EXCERPT PROVIDED
Other variables you can use when making your yoghurt include using pure cream or half cream with half milk instead of straight milk.

After  you have tried your hand at yoghurt then get stuck into my Sweet Yoghurt Bread Rolls

Sweet Yoghurt Bread Rolls
Click here for recipe – Sweet Yoghurt Bread Rolls

This recipe comes direct from a website I stumbled across, Pure Enjoyment. I didn’t alter anything in the ingredients, (I think that is only the second time I have ever done that!) It’s faultless! Thank you so much for sharing this with the world :)

The crumb is a lighter version of brioche but with a flavour that has a delicate tang due to the yoghurt. I used my homemade Sweetened Yoghurt for this recipe but you could certainly go out and buy a favourite yoghurt (at Pure Enjoyment she and quite a few of her followers used a chunky fruit yoghurt) The aroma is heavenly and it’s just so moreish.

Timeline if you were to make it on the weekend… take 10 minutes to make the dough after breakfast and then leave to prove till lunch time, spend another 10 minutes – if that – making the 10 balls and then leave to prove till 20 minutes before afternoon drinks. Cook and then you have amazing sweet bread rolls to have with a beer.

WRITTEN EXERCISE 1
Count the lines in the listing below that contain the word "wall", and give only the number.

[Dataset items]

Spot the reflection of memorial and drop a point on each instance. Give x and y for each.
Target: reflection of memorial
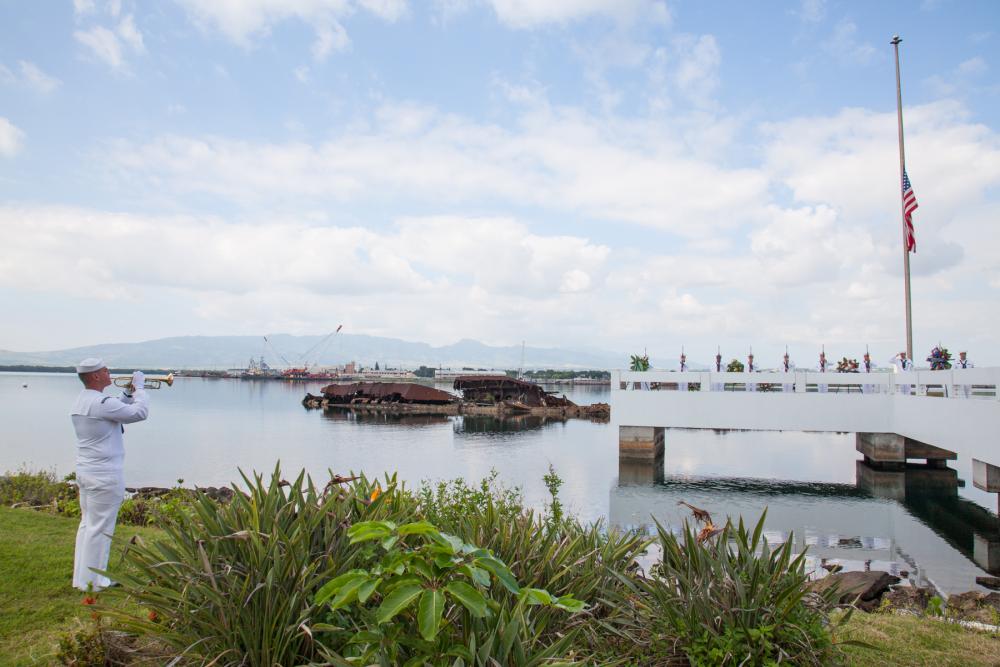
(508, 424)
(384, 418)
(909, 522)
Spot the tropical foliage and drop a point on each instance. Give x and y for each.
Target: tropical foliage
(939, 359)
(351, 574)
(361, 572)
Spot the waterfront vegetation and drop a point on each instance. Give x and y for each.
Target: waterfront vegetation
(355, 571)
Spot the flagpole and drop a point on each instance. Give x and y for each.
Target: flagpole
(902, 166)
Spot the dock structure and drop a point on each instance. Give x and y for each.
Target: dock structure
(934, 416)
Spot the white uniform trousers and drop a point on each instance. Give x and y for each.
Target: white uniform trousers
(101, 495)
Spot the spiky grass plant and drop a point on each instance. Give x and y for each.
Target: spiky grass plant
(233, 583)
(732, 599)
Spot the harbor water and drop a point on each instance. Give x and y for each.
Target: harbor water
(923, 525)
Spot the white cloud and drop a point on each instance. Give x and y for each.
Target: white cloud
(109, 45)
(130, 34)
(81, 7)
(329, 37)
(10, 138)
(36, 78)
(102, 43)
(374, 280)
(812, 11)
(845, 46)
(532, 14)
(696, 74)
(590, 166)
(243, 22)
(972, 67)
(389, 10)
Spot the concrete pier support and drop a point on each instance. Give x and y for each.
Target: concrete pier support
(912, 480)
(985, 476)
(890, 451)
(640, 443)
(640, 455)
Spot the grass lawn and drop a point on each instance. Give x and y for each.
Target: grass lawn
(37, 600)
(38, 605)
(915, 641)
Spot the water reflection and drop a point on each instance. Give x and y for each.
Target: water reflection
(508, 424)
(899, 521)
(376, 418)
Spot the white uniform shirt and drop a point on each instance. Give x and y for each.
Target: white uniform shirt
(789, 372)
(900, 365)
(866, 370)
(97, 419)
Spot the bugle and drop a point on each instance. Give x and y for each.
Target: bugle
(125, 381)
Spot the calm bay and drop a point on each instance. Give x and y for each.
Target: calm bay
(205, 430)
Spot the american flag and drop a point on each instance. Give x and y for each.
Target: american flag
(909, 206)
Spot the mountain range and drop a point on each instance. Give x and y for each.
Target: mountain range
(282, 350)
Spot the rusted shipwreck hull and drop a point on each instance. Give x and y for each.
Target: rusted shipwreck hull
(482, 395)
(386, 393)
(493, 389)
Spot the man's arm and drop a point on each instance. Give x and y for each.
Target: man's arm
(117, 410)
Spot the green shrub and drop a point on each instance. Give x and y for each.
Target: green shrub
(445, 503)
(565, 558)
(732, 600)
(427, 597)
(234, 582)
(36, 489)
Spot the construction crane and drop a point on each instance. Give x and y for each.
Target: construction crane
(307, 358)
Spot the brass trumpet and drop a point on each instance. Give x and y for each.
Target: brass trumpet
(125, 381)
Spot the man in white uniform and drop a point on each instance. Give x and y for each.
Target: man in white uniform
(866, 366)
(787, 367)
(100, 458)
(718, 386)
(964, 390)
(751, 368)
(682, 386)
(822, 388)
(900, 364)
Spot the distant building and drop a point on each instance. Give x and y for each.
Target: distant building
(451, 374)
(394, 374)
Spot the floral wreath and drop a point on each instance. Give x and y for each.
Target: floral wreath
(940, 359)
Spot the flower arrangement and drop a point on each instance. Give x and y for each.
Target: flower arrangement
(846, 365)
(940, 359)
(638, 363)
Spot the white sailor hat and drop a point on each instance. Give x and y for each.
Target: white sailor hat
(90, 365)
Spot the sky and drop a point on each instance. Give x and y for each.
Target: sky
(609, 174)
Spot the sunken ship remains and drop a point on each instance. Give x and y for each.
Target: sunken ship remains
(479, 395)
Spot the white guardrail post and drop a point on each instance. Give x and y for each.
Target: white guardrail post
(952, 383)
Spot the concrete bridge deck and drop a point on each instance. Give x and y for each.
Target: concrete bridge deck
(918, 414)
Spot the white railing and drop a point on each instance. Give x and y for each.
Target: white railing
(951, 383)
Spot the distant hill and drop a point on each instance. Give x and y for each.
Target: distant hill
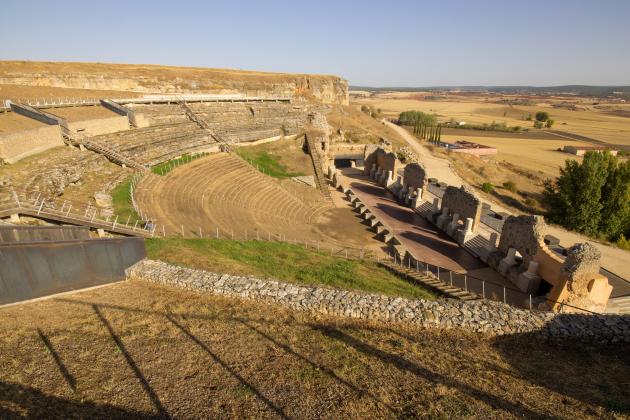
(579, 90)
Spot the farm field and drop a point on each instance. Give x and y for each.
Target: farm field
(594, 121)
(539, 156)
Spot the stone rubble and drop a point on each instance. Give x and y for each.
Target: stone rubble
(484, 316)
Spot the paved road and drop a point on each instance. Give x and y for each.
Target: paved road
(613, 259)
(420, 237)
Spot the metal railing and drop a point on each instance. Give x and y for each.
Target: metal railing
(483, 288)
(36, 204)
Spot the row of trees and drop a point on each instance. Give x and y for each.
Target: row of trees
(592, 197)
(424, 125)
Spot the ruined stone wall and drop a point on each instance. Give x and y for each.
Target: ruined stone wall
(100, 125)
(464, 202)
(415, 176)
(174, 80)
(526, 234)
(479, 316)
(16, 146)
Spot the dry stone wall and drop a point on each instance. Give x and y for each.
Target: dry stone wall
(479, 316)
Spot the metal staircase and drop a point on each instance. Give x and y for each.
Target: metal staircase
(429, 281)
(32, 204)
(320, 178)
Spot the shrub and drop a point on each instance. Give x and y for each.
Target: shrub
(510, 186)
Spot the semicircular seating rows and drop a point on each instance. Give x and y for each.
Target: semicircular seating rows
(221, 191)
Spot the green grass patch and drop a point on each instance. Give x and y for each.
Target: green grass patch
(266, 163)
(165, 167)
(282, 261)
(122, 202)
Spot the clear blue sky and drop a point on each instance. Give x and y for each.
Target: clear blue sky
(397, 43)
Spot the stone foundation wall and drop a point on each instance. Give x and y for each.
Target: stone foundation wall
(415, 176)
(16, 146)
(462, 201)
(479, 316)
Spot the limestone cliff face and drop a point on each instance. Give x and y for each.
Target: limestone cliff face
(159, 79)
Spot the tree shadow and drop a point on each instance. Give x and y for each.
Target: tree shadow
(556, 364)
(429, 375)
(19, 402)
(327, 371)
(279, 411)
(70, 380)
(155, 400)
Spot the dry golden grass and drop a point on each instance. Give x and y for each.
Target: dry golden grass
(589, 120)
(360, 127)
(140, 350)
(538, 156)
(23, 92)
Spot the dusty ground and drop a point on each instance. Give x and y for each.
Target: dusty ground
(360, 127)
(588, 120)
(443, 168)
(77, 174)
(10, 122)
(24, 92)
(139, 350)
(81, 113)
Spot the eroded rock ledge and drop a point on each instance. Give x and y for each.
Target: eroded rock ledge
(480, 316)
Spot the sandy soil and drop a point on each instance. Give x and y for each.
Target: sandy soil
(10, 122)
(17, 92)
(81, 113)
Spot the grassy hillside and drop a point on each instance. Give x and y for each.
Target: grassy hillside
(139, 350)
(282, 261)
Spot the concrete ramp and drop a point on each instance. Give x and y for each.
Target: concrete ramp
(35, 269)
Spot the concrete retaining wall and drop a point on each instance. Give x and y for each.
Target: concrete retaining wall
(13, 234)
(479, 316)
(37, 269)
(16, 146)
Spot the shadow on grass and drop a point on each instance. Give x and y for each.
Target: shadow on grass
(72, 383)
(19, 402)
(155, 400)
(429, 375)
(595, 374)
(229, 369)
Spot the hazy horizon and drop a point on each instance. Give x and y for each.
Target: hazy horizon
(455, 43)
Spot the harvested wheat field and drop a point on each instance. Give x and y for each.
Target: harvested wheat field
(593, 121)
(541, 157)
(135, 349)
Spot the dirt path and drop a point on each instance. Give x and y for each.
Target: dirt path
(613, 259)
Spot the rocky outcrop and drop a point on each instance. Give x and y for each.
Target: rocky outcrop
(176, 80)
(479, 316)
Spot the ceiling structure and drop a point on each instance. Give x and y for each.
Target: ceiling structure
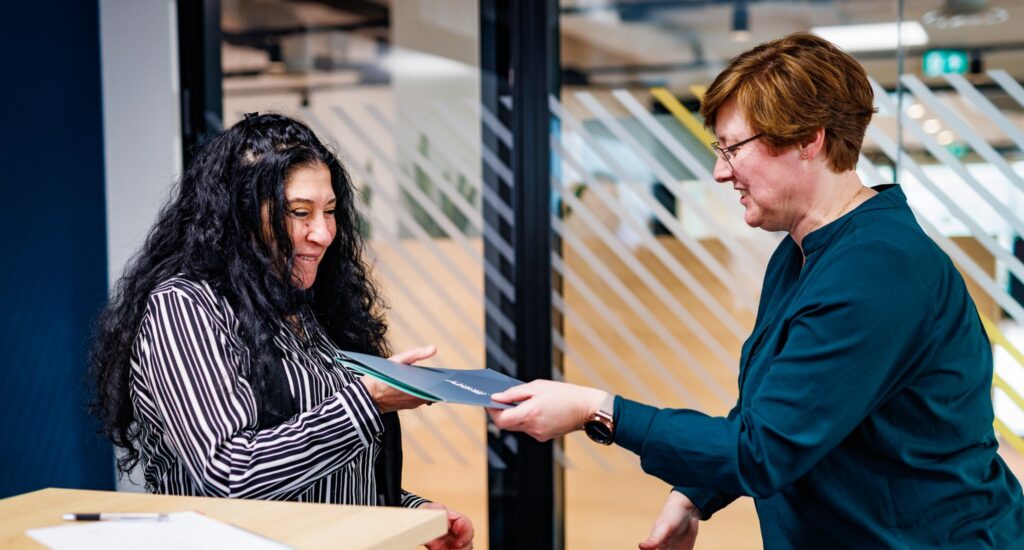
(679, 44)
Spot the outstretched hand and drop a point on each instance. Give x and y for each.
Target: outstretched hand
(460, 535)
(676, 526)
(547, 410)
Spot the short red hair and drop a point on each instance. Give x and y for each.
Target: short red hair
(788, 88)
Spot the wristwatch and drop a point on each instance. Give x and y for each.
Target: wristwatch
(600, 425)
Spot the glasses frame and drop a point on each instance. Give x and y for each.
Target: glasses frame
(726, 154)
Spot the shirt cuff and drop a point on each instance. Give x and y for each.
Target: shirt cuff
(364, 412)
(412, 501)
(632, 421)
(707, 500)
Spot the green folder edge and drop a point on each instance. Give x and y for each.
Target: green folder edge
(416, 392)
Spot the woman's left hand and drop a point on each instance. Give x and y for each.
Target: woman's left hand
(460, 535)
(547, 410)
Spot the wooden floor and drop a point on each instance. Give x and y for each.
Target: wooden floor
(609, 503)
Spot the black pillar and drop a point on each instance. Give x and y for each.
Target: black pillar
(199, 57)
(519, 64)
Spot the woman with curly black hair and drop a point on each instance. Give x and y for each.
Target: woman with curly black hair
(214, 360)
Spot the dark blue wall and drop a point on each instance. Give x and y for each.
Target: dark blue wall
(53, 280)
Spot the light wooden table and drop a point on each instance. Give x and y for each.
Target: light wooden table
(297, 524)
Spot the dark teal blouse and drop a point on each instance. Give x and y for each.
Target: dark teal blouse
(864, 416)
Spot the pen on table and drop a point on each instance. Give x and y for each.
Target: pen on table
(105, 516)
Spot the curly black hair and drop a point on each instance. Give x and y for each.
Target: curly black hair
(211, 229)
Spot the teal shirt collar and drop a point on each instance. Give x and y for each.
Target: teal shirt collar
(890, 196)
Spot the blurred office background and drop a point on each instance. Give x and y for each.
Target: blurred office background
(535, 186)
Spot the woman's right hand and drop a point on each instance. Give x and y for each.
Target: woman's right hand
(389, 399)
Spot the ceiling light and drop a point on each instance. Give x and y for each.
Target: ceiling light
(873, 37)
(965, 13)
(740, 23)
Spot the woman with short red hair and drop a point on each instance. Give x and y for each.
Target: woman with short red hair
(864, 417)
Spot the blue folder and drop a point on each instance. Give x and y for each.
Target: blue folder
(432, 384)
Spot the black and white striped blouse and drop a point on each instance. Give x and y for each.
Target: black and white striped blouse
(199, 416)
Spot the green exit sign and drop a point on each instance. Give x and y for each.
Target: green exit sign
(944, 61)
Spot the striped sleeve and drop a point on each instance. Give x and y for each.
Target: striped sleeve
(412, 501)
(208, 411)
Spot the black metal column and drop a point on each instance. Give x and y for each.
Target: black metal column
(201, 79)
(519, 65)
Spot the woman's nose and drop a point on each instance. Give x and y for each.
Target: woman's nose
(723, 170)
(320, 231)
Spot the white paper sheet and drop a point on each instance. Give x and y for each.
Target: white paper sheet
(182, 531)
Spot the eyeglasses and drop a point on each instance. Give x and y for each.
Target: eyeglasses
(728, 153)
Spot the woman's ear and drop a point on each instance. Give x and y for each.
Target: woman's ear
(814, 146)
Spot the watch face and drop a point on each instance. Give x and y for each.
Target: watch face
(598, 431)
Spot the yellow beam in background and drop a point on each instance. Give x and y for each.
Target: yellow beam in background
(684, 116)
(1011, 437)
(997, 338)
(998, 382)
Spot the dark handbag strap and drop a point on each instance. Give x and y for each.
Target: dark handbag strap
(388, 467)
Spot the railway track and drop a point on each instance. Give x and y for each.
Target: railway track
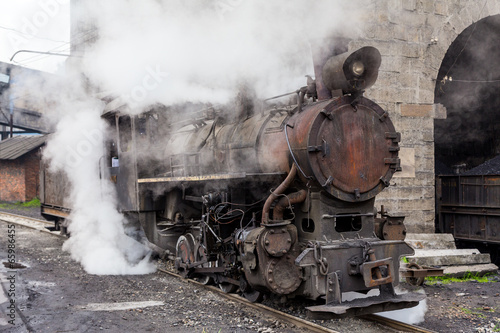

WRITTEN EXERCISE 2
Answer these questions about the bread roll recipe post, one per line:
(a) What can be used instead of straight milk when making yoghurt?
(b) What website did the Sweet Yoghurt Bread Rolls recipe come from?
(c) In the weekend timeline, how many minutes does making the dough take?

ANSWER 1
10

ANSWER 2
(a) Pure cream, or half cream with half milk
(b) Pure Enjoyment
(c) 10 minutes